Search the records below for the string "instance" and copy each line where it turns up.

--- RECORD SET ---
- Opening Delimiter -

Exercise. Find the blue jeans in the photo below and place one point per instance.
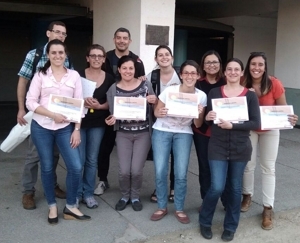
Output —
(220, 171)
(181, 143)
(201, 146)
(31, 167)
(45, 140)
(89, 148)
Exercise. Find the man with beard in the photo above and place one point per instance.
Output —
(122, 40)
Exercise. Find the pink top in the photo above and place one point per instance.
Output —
(43, 85)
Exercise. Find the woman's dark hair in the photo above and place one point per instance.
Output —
(163, 47)
(237, 61)
(121, 61)
(51, 25)
(189, 63)
(50, 43)
(93, 47)
(266, 83)
(208, 53)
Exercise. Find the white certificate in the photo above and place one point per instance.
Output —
(275, 117)
(182, 104)
(130, 108)
(234, 109)
(69, 107)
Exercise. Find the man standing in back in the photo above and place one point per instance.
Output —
(122, 40)
(34, 60)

- Closing Delimiter -

--- RESPONSE ---
Exercise. Find the blue jeans in the photo below and place one point per instance.
Exercise. Find the man with beard in the photo above and place one point per instance.
Exercise. Find the pink top in the photo above and place one point per instance.
Exercise. Find the woman's dark hair in the photo above and place one point per instance.
Exercise. Find the white certificate in the photo above and place one point per instance.
Exercise. Find the man standing in back in the photo above and place one point per instance.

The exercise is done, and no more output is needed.